Join Date: March 27, 2001
Location: Northport,Alabama, USA
Age: 63
Posts: 3,577
The following article by ANDREW SULLIVAN appeared in the London Times:

No eloquence can match the impact of their evil. Americans'
critical weakness in the past two decades has been their reluctance to shed
blood for their goals. They believed they could construct a huge military
and never have to fight real wars and suffer real casualties. They thought
they could alter history and advance their interests from the air alone.
With the exception of the Gulf War, which they hesitated to finish, they
have shrunk from the fight.

When the current enemy struck again and again throughout the 1990s, Bill
Clinton responded without real credibility, struck back without real
endurance, engaged the terrorists without truly hurting them. We are now
living with the consequences of his appeasement, and of his refusal to
challenge Americans beyond what the polls said they already wanted to do.
Whoever launched this war on Americans has now accomplished the task Clinton
didn't dare embark on. America has been bloodied as it has never been
bloodied before.

I would be a fool to predict what happens next. But it is clear that Bush
will not do a Clinton. This will not be a surgical strike. It will not be
a gesture. It may not even begin in earnest soon. But it will be deadly
serious.

## What you need to do
(1) Decide whether each statement agrees with the post about the London Times article. For each, answer yes or no and quote the words that settle it. (a) The article appeared in the London Times. (b) The article says the Gulf War was finished without hesitation. (c) The article predicts the coming response will be a surgical strike.
(2) In the post quoting the London Times article, what join date is listed for the poster?
(3) Set down the passage of the post quoting the London Times article between "No eloquence can" and "from the fight.", inclusive.

A run of records
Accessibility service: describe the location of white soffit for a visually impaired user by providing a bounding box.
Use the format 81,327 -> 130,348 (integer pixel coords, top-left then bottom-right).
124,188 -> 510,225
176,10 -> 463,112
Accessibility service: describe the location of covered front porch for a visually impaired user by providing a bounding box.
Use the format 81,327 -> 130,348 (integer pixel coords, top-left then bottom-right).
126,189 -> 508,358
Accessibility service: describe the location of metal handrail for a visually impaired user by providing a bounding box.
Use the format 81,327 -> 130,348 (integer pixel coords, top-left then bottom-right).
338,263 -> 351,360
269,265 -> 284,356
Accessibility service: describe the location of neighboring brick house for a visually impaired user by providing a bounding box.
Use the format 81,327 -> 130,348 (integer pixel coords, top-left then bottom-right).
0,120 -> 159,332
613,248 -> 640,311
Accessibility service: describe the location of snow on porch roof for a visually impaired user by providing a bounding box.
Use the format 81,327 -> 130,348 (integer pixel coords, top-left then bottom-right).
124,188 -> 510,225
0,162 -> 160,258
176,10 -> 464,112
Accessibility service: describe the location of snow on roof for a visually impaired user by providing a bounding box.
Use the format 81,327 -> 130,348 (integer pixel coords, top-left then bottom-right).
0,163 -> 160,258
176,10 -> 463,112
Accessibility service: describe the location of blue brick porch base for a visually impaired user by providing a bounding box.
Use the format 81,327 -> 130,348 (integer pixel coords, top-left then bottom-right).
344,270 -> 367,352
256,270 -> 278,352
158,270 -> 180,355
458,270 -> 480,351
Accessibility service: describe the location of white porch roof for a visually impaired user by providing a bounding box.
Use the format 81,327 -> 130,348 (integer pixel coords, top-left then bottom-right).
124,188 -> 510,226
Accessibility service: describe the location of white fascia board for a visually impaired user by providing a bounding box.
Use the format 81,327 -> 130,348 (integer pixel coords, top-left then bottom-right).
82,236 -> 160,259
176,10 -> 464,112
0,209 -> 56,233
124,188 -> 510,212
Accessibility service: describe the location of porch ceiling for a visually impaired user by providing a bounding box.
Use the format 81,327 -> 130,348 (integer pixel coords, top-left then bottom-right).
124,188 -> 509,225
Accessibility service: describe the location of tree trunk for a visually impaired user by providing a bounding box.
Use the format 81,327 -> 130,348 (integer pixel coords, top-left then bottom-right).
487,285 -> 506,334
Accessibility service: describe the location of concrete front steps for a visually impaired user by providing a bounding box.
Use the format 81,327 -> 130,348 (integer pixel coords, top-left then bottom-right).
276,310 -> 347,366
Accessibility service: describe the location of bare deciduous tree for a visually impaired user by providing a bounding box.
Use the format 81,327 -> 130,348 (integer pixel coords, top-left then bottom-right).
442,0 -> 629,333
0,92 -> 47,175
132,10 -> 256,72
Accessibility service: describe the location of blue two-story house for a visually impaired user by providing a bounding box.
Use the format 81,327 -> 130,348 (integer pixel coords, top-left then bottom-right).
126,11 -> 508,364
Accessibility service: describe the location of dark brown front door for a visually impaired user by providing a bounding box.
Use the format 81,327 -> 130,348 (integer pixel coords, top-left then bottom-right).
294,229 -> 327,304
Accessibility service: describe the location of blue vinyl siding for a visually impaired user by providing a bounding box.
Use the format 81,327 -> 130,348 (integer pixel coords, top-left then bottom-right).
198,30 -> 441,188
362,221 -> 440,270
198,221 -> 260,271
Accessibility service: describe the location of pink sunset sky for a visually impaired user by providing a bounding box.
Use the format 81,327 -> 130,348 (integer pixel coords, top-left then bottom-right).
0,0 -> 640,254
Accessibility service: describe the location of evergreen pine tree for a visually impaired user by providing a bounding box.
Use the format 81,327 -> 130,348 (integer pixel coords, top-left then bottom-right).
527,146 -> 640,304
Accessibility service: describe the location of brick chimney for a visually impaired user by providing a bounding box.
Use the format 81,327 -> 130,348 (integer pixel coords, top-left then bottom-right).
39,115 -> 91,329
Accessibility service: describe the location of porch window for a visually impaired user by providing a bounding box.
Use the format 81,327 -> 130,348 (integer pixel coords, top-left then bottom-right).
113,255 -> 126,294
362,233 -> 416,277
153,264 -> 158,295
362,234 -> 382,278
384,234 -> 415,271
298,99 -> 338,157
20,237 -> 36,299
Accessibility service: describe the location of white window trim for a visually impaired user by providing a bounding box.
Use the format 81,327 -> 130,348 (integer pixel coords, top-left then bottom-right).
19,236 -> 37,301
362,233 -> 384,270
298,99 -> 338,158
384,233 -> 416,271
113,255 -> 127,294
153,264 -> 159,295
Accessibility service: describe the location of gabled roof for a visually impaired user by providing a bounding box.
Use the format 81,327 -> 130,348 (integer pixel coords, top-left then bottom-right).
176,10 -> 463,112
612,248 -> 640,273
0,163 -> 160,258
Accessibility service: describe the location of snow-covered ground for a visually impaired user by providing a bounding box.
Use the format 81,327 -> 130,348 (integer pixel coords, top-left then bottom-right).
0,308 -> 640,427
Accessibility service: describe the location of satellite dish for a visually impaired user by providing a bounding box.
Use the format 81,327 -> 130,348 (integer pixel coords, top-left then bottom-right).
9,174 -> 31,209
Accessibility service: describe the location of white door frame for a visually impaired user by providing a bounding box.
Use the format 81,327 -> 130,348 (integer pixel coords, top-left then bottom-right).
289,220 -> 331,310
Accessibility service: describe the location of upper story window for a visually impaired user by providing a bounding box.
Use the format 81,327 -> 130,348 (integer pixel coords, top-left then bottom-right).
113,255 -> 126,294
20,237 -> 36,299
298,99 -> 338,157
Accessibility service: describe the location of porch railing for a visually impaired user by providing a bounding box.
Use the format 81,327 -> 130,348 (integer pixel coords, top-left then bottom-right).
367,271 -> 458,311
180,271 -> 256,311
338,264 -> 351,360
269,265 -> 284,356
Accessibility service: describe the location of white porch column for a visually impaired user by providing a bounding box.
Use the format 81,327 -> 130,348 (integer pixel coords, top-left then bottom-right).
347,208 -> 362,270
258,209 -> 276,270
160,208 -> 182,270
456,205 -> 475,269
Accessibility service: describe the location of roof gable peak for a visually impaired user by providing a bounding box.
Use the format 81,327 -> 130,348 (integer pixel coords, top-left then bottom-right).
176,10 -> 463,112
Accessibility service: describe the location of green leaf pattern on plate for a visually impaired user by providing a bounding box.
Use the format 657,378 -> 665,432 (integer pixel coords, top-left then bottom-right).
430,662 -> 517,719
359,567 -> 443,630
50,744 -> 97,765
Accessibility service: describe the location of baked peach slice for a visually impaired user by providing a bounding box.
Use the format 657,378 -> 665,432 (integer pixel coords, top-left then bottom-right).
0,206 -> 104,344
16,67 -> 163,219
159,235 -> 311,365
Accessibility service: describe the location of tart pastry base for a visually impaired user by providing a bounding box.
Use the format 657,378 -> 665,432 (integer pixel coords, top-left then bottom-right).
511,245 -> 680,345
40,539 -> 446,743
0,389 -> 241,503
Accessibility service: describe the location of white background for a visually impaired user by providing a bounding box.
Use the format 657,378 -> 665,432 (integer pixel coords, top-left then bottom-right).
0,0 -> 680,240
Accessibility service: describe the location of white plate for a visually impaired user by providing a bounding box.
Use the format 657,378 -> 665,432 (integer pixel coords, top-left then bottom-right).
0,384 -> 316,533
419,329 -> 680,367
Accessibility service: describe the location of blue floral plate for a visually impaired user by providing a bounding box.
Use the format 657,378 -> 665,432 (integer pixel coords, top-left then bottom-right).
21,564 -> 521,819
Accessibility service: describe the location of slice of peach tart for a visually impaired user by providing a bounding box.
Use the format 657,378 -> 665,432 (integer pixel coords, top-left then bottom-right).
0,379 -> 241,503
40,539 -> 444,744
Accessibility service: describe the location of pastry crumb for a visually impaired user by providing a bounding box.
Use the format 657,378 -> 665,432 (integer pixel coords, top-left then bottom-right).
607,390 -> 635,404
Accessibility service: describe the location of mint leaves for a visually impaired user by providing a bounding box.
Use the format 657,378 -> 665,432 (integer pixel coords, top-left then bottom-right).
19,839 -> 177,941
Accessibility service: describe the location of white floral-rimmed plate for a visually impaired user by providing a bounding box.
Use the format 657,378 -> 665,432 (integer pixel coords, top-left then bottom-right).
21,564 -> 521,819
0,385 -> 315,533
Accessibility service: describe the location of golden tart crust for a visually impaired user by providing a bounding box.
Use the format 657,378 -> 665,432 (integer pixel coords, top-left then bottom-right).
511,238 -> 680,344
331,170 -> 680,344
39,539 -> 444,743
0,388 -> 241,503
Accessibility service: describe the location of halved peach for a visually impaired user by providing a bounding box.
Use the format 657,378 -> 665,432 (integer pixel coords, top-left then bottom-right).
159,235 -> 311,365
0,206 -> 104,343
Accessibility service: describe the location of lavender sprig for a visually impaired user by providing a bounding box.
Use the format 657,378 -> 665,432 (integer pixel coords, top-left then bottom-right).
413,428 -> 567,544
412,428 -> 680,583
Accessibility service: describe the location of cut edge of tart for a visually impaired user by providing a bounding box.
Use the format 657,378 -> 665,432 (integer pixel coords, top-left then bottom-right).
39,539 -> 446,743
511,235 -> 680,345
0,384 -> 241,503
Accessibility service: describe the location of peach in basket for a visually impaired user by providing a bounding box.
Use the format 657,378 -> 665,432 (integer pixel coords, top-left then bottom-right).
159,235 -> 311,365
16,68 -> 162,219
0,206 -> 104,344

## Results of the tasks
(1)
(a) Yes: "The following article by ANDREW SULLIVAN appeared in the London Times:"
(b) No: "With the exception of the Gulf War, which they hesitated to finish"
(c) No: "This will not be a surgical strike."

(2) March 27, 2001

(3)
No eloquence can match the impact of their evil. Americans'
critical weakness in the past two decades has been their reluctance to shed
blood for their goals. They believed they could construct a huge military
and never have to fight real wars and suffer real casualties. They thought
they could alter history and advance their interests from the air alone.
With the exception of the Gulf War, which they hesitated to finish, they
have shrunk from the fight.